• **EXERCISE 1**:
Answer these questions using the passage about Tim's Vermeer:
(a) Which Vermeer painting does Jenison choose to replicate?
(b) Where does he build Vermeer's studio?
(c) Who is named as the film's director?
• **EXERCISE 2**:
Print everything in the passage about Tim's Vermeer from "This, despite the" down to "in art history.".

• **PAGE EXTRACT**:
◆ ◆ ◆ ◆ ◆ ◆ ◆

Jenison sidesteps all of that high falutin’ squabbling, eventually leading him to a solid theory as to how Vermeer did it, which he in time realizes can only be proven if he himself can accurately replicate a Vermeer masterpiece.  (He chooses “The Music Lesson”.)  And so, he sets out to do just that – recreating Vermeer’s working conditions, surroundings, tools and materials, right down to the last achievable detail. He builds Vermeer’s studio in his own San Antonio garage. He dresses his good sport of a daughter in draping period garb and locks her in the pose. It is a long and uneventful commitment to monotony, more like needlepoint than conventional painting, but the results are nothing short of fascinating, even amazing.

This, despite the glaring fact that Jenison is no artist. This is self-admitted, repeatedly. Rather, he is a technician through and through, and it is his technician’s mind that leads him to realize that the secrets of Vermeer – secrets the painter took to his grave – may well have to be more technical and mundane in process than art historians have allowed for. Once Tim figures out that anyone, if given the proper time, technology, and wherewithal, could do what Vermeer did, he’s off and running on one of the most unlikely endeavors in art history.

(L. to R.) Penn Jillette and his friend Tim Jenison, painting.

Although scientific principles of video technology, the nature of light itself, and other dry topics play heavily into the nuts and bolts of it all, director Teller and narrator Penn Jillette explain all of it in the most approachable of manners (casting aside the sharp-edged showmanship they’re known for). Along the way, just beneath the surface, Tim’s Vermeer gets at numerous deep questions about the nature of art, and by extension of the medium via which we’re engaging with it, filmmaking.

◆ ◆ ◆ ◆ ◆ ◆ ◆

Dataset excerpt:
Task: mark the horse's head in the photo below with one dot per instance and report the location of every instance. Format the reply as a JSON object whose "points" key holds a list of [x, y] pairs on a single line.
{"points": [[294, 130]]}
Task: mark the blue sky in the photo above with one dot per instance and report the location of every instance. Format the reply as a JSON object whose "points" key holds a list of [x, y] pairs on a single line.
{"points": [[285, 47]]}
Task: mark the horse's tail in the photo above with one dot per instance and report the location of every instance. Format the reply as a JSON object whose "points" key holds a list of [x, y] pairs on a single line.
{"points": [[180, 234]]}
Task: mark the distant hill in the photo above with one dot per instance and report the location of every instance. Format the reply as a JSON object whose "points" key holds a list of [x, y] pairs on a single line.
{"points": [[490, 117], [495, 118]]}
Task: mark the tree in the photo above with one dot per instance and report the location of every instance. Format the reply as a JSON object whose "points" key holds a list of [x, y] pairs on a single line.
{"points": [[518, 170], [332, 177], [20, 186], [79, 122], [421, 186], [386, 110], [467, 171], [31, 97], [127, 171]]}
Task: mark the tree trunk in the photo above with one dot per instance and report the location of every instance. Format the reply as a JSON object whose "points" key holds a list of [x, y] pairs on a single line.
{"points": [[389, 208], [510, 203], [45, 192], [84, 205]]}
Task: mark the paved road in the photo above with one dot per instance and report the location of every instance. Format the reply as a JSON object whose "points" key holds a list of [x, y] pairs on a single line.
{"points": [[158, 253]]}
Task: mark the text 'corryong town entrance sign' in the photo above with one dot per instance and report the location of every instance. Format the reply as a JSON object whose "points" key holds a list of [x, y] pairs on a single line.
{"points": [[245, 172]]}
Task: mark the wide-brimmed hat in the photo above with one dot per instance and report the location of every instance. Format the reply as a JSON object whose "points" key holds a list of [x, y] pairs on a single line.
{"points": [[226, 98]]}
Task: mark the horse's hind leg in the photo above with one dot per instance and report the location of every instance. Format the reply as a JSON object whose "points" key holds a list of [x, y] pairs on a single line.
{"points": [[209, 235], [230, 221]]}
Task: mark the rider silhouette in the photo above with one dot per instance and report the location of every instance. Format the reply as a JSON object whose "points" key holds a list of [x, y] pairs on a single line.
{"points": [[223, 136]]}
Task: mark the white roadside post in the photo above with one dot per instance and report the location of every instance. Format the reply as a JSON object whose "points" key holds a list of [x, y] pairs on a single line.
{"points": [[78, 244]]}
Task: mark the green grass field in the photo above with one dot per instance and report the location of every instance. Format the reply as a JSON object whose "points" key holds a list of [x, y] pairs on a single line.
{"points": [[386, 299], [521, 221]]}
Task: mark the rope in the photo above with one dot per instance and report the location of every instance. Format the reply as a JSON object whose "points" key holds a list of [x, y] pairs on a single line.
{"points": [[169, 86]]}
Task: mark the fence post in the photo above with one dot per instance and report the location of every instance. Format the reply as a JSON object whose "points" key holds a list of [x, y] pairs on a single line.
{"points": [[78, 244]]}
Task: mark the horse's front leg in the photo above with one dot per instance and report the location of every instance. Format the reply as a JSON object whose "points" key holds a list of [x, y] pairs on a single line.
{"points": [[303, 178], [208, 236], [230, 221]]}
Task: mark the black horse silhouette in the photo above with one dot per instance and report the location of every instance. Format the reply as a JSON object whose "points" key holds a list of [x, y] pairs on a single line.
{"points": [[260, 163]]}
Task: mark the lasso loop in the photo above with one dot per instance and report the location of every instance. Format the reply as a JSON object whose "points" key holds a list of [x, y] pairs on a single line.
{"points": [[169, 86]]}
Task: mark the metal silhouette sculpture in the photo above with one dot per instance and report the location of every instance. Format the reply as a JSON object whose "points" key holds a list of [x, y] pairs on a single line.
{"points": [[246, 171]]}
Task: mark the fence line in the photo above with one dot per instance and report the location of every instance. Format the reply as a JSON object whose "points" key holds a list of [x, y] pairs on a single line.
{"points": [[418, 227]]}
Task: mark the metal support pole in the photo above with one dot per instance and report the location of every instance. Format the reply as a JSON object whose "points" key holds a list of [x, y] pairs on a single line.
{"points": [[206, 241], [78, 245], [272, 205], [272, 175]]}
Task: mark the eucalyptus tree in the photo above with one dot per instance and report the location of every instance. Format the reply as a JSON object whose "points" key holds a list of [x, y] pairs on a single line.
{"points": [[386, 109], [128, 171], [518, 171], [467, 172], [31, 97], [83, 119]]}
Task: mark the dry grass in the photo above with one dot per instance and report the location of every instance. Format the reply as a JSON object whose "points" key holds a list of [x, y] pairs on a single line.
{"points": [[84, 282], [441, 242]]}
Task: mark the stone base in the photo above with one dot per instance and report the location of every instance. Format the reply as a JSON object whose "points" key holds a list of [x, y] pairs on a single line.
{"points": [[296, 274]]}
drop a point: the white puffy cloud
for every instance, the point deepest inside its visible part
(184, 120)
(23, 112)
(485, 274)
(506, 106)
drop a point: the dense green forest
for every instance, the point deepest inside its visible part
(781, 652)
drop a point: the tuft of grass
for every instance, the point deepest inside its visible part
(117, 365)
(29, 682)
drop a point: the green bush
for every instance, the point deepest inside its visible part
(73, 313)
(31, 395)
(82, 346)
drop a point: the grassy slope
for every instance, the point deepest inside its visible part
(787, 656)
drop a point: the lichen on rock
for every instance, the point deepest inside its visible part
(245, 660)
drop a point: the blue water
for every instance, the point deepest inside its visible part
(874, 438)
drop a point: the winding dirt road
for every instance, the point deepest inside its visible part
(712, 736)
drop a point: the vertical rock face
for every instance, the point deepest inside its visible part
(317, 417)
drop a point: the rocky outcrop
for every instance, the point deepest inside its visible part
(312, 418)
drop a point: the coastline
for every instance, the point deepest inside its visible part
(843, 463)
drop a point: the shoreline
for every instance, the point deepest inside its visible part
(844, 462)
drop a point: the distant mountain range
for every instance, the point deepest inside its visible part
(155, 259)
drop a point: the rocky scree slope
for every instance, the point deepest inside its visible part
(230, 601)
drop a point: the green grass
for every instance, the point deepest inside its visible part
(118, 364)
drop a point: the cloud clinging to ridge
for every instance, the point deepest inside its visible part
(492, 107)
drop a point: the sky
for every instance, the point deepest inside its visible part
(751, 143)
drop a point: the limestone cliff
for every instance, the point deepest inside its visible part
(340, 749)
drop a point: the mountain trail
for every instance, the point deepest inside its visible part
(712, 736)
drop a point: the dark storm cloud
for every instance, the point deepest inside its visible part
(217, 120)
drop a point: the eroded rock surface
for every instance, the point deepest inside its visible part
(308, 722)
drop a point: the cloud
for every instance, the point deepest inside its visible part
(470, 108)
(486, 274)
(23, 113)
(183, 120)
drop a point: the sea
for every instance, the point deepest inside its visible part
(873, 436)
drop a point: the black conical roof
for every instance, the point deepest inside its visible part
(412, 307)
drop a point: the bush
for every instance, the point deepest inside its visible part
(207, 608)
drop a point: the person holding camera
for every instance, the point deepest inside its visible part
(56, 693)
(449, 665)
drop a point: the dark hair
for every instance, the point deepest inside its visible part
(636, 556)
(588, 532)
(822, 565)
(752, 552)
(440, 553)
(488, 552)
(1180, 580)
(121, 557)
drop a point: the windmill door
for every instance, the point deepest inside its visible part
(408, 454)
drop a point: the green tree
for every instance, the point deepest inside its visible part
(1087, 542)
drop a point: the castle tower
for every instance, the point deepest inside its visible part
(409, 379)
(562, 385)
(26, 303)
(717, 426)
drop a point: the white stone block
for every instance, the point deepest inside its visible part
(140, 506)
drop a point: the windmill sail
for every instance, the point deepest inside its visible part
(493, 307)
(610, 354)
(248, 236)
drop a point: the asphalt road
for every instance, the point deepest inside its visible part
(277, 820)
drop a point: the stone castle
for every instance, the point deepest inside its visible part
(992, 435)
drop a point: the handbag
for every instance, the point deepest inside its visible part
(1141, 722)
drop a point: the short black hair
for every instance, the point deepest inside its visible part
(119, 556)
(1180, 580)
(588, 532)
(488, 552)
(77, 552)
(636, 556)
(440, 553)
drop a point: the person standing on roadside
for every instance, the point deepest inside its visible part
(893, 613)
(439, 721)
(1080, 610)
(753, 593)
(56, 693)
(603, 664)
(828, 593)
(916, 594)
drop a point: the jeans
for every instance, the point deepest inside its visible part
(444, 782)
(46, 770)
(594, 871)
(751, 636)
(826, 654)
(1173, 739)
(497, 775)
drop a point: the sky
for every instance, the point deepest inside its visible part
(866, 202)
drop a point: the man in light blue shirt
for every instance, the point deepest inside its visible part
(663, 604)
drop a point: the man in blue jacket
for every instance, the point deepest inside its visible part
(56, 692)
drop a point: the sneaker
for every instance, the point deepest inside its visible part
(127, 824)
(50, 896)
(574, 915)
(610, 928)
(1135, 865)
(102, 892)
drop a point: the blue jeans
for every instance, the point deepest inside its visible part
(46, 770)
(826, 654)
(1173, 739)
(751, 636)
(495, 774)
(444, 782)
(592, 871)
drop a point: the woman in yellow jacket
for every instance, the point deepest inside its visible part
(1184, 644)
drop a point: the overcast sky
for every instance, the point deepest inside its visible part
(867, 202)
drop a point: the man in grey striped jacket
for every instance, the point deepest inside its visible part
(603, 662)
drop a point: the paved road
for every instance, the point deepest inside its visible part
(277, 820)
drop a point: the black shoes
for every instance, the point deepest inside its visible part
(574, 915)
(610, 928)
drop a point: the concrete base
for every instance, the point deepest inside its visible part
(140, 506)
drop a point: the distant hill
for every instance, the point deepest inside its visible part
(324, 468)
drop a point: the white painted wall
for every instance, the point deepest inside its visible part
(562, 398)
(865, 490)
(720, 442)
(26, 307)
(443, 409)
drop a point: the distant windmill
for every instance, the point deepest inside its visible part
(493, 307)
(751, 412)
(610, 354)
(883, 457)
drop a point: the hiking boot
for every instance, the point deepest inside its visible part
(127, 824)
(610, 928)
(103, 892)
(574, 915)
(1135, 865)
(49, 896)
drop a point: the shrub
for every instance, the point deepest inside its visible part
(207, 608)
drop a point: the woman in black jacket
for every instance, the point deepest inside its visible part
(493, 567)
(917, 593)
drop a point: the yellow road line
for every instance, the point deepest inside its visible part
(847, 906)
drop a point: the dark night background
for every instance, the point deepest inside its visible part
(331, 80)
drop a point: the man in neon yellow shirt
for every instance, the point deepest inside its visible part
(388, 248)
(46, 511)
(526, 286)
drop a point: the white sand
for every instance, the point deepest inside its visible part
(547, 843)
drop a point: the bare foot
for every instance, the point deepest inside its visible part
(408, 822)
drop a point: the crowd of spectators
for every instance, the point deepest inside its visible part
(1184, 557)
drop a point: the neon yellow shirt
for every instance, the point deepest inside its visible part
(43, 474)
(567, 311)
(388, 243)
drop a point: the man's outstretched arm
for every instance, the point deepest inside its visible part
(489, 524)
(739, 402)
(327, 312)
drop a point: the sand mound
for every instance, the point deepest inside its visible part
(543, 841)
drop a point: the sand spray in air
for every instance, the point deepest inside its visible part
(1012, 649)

◆ ◆ ◆ ◆ ◆ ◆ ◆

• **COMPLETE OUTPUT 1**:
(a) "The Music Lesson."
(b) In his own San Antonio garage.
(c) Teller.

• **COMPLETE OUTPUT 2**:
This, despite the glaring fact that Jenison is no artist. This is self-admitted, repeatedly. Rather, he is a technician through and through, and it is his technician’s mind that leads him to realize that the secrets of Vermeer – secrets the painter took to his grave – may well have to be more technical and mundane in process than art historians have allowed for. Once Tim figures out that anyone, if given the proper time, technology, and wherewithal, could do what Vermeer did, he’s off and running on one of the most unlikely endeavors in art history.